──────── RECORD EXCERPTS ────────

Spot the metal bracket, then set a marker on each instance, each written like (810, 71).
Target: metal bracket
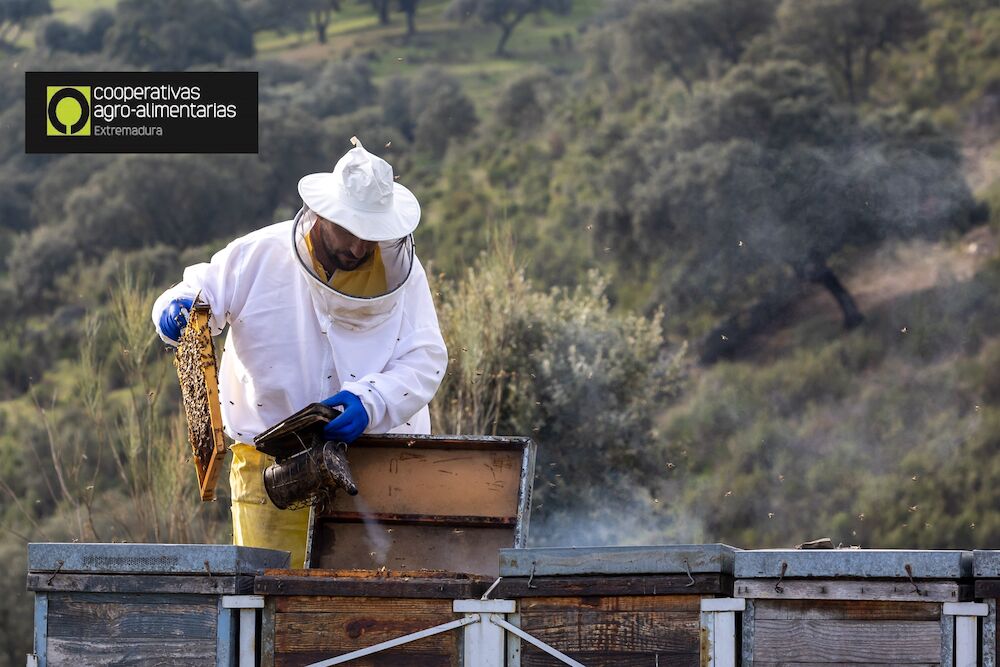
(777, 586)
(687, 570)
(909, 573)
(482, 611)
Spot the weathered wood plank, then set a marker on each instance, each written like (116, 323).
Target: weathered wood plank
(140, 583)
(987, 588)
(865, 563)
(668, 584)
(760, 663)
(848, 610)
(349, 631)
(267, 634)
(601, 659)
(629, 632)
(135, 618)
(907, 642)
(337, 603)
(675, 603)
(89, 651)
(208, 559)
(388, 587)
(852, 589)
(348, 545)
(568, 561)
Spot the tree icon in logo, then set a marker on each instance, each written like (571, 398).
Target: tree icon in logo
(68, 110)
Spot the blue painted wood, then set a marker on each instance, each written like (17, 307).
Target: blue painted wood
(571, 561)
(206, 559)
(868, 563)
(41, 628)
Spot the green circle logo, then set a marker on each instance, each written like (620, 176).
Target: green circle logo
(68, 111)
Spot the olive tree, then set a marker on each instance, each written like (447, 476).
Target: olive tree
(505, 14)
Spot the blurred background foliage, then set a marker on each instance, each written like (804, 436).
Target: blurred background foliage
(732, 263)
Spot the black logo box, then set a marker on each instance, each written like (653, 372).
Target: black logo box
(180, 135)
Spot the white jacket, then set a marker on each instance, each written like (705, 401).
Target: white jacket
(293, 340)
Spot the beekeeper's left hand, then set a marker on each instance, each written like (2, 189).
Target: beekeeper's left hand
(351, 423)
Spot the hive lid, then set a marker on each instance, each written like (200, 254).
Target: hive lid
(869, 563)
(986, 563)
(98, 558)
(571, 561)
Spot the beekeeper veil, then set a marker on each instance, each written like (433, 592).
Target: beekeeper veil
(361, 196)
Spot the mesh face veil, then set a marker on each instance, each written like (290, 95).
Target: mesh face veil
(396, 257)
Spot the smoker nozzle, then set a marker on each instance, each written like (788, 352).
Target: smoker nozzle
(309, 476)
(335, 458)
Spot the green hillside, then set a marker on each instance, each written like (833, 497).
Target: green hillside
(737, 288)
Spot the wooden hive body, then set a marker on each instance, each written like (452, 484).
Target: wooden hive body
(139, 604)
(850, 606)
(312, 615)
(615, 605)
(987, 588)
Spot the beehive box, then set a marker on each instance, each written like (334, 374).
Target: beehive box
(618, 605)
(427, 502)
(140, 604)
(313, 615)
(986, 569)
(847, 606)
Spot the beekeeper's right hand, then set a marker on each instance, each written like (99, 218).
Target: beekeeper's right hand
(174, 319)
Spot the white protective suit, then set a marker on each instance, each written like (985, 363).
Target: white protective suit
(294, 340)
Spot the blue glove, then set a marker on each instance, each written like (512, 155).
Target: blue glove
(174, 319)
(351, 423)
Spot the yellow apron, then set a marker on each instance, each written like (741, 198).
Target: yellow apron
(257, 522)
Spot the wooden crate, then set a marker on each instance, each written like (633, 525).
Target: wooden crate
(443, 502)
(851, 606)
(313, 615)
(986, 569)
(140, 604)
(618, 605)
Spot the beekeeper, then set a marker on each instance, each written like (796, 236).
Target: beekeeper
(331, 306)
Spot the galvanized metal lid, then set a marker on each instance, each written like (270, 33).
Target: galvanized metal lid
(98, 558)
(568, 561)
(986, 564)
(869, 563)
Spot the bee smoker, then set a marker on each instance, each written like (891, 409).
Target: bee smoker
(304, 475)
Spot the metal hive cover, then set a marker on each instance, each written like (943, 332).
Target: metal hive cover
(986, 564)
(569, 561)
(98, 558)
(868, 563)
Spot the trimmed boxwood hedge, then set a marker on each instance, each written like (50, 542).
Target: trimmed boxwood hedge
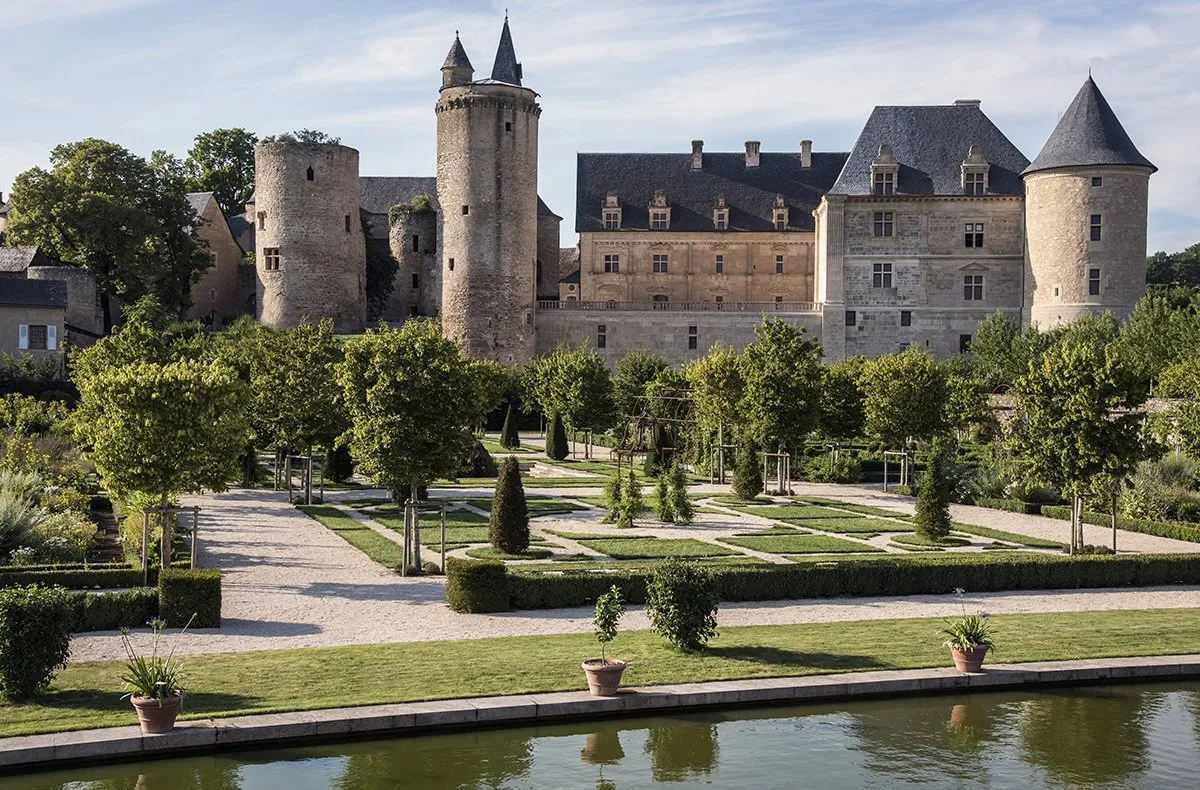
(478, 585)
(1162, 528)
(498, 588)
(185, 592)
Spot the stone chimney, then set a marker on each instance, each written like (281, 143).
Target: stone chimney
(753, 153)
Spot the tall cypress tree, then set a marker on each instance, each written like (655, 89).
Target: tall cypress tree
(509, 525)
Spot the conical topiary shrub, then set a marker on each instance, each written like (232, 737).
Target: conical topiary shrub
(933, 519)
(509, 526)
(509, 437)
(747, 472)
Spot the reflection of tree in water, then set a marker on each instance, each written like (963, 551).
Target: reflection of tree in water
(917, 737)
(682, 749)
(467, 760)
(1087, 736)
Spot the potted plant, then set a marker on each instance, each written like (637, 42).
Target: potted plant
(604, 674)
(153, 682)
(969, 638)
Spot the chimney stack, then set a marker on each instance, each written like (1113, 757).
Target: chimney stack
(753, 153)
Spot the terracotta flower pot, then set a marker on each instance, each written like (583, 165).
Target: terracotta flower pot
(157, 718)
(969, 660)
(604, 675)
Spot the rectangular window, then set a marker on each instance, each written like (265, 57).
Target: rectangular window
(881, 275)
(972, 287)
(882, 223)
(973, 234)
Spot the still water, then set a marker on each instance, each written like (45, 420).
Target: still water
(1127, 736)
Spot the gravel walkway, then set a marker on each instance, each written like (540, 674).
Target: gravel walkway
(291, 582)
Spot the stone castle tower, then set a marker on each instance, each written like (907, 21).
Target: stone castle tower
(309, 245)
(487, 191)
(1085, 214)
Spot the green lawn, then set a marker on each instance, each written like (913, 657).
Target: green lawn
(359, 536)
(655, 549)
(88, 695)
(798, 544)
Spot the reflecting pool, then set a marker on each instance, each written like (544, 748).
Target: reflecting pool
(1123, 736)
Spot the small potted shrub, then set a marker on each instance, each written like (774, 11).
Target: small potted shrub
(969, 638)
(604, 674)
(153, 682)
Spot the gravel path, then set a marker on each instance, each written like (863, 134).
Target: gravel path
(291, 582)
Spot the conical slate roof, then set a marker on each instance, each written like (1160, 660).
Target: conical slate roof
(1089, 135)
(507, 69)
(457, 57)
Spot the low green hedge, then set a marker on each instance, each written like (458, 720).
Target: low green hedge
(113, 608)
(186, 592)
(526, 588)
(1162, 528)
(1012, 506)
(478, 585)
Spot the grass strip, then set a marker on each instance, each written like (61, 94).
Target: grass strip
(88, 695)
(798, 544)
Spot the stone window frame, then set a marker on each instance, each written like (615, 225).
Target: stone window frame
(972, 287)
(973, 234)
(883, 225)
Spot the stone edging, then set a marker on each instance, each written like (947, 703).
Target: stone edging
(126, 743)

────────

Please retype all of the material above line for line, leaving out the pictures.

**ANSWER IN FULL:**
Spot the metal bracket, then set a marker on each instance, each written like (810, 71).
Target: metal bracket
(777, 586)
(687, 570)
(909, 573)
(482, 611)
Spot the weathered wood plank, then set a marker on each instance, each written like (116, 323).
Target: weathered wood plank
(140, 583)
(987, 588)
(865, 563)
(668, 584)
(760, 663)
(848, 610)
(349, 631)
(267, 634)
(601, 659)
(629, 632)
(135, 618)
(907, 642)
(337, 603)
(675, 603)
(89, 651)
(208, 559)
(388, 587)
(852, 589)
(348, 545)
(568, 561)
Spot the tree icon in logo, then set a marker on each instance, each written like (571, 398).
Target: tree icon in logo
(68, 110)
Spot the blue painted wood, then set a marker on each instance, each written like (17, 307).
Target: blue painted wood
(571, 561)
(206, 559)
(868, 563)
(41, 628)
Spot the green circle logo, then set a marker on each instance, each written like (620, 176).
Target: green circle logo
(68, 111)
Spot the olive tree, then set a marker on each instance, each written like (447, 476).
Target: olive tree
(505, 14)
Spot the blurred background foliage, then set a marker on each instance, each written like (804, 436).
Target: blurred background foliage
(732, 263)
Spot the black logo box, then set a marker on each instance, each written like (653, 372).
Target: black logo box
(180, 135)
Spot the white jacket, then set a marker on each instance, each written like (705, 401).
Target: white jacket
(293, 340)
Spot the beekeeper's left hand, then set a marker on each instance, each written like (2, 189).
Target: beekeeper's left hand
(351, 423)
Spot the hive lid, then set a marker on each instance, each written like (200, 254).
Target: hive lid
(869, 563)
(986, 563)
(98, 558)
(571, 561)
Spot the beekeeper veil, then set a marker on each instance, each written like (433, 592).
Target: beekeeper veil
(361, 196)
Spot the mesh face veil, then set a marker on each instance, each written like (290, 95).
Target: mesh face veil
(396, 257)
Spot the smoker nozzle, then set a marker on each instance, each written like (788, 352).
Target: smoker nozzle
(309, 476)
(335, 458)
Spot the green hillside, then set a marker on each instance, each written like (833, 497).
Target: green hillside
(737, 288)
Spot the wooden hive body, then set a marker on each instance, each written like (452, 484).
Target: wooden hive body
(139, 604)
(850, 606)
(312, 615)
(615, 605)
(987, 588)
Spot the beehive box, then set a marker on each instance, each written like (334, 374).
Target: beehive box
(618, 605)
(427, 502)
(140, 604)
(313, 615)
(986, 569)
(847, 606)
Spot the beekeeper's right hand, then set a marker on each instance, each written like (99, 218).
Target: beekeeper's right hand
(174, 319)
Spot the white protective suit, then set a marker on each instance, each written like (985, 363).
Target: white protective suit
(294, 340)
Spot the blue glove, then set a marker on each instance, each written like (512, 155).
Target: blue glove
(174, 319)
(351, 423)
Spot the yellow apron, then set a marker on each instance, each written like (741, 198).
Target: yellow apron
(257, 522)
Spot the wooden crate, then set a marker on each instance, each written like (633, 525).
Target: wooden crate
(443, 502)
(851, 606)
(313, 615)
(986, 569)
(140, 604)
(618, 605)
Spot the beekeeper, then set a marker on each instance, each written like (796, 236).
Target: beekeeper
(331, 306)
Spot the galvanized metal lid, then set a marker on each instance, each written like (270, 33).
Target: galvanized metal lid
(98, 558)
(568, 561)
(986, 564)
(869, 563)
Spot the bee smoker, then set a marker on each instance, each written like (891, 409).
Target: bee smoker
(304, 475)
Spot the metal hive cover, then set a marker on each instance, each written like (943, 332).
Target: metal hive cover
(986, 564)
(569, 561)
(98, 558)
(868, 563)
Spot the trimmed boxwood hedge, then set a marker on each instance, each written like (50, 542).
Target: trimmed boxwood hedge
(478, 585)
(1162, 528)
(498, 588)
(185, 592)
Spot the stone chimney, then set a marker on each instance, each written like (281, 143).
Target: stone chimney
(753, 153)
Spot the tall cypress tree, then set a marker on each instance, each written like (655, 89).
Target: tall cypress tree
(509, 525)
Spot the conical topiary shrub, then set a marker on each instance, each written like (232, 737).
Target: conical topiary shrub
(933, 519)
(509, 526)
(509, 437)
(747, 472)
Spot the reflection of tree in water, then set a marker on each instance, each written like (963, 551).
Target: reflection of tree in water
(917, 737)
(682, 749)
(467, 760)
(1087, 736)
Spot the potted plant, then set a marker on each instance, each written like (637, 42).
Target: potted plant
(604, 674)
(153, 682)
(969, 638)
Spot the chimney stack, then set a marker on each instance, each written like (1113, 757).
Target: chimney stack
(753, 153)
Spot the terracotta flower pot, then set a marker on each instance, each written like (583, 165).
Target: terracotta flower pot
(157, 718)
(969, 660)
(604, 675)
Spot the rectangular window, then set a marker on each instance, each written like (265, 57).
Target: rectangular window
(881, 275)
(972, 287)
(882, 223)
(973, 234)
Spot the still water, then set a marker on each instance, each written like (45, 420).
Target: still water
(1127, 736)
Spot the gravel walkway, then set a marker on each instance, each written like (540, 674).
Target: gravel walkway
(291, 582)
Spot the stone castle tower, then set a marker on each instance, each written like (907, 21).
Target: stone castle tower
(309, 245)
(487, 191)
(1085, 214)
Spot the green lawn, then set a marker on each instance, each written like (913, 657).
Target: green lawn
(359, 536)
(655, 549)
(88, 695)
(798, 544)
Spot the reflecting pool, then set a marker on each instance, each written like (544, 748).
Target: reflecting pool
(1123, 736)
Spot the small potted shrub, then set a marker on each instance, each written like (774, 11).
Target: small potted shrub
(969, 638)
(604, 674)
(153, 682)
Spot the gravel path, then set a marker on each instance, each written like (863, 134).
Target: gravel path
(291, 582)
Spot the conical slate roof, then set a marker on each instance, each written like (1160, 660).
Target: conical slate roof
(1089, 135)
(507, 69)
(457, 57)
Spot the low green hedge, then set a marker on each instance, each written like (458, 720).
Target: low green hedge
(113, 608)
(186, 592)
(526, 588)
(1162, 528)
(1012, 506)
(478, 585)
Spot the grass strip, then set a marker on each instance, each written like (61, 94).
Target: grass strip
(88, 695)
(798, 544)
Spot the stone window frame, then set a marker on each instance, each written like (615, 225).
Target: stone window frame
(972, 287)
(973, 234)
(883, 225)
Spot the stone edging, then set a marker on each instance, each written like (947, 703).
Target: stone edging
(126, 743)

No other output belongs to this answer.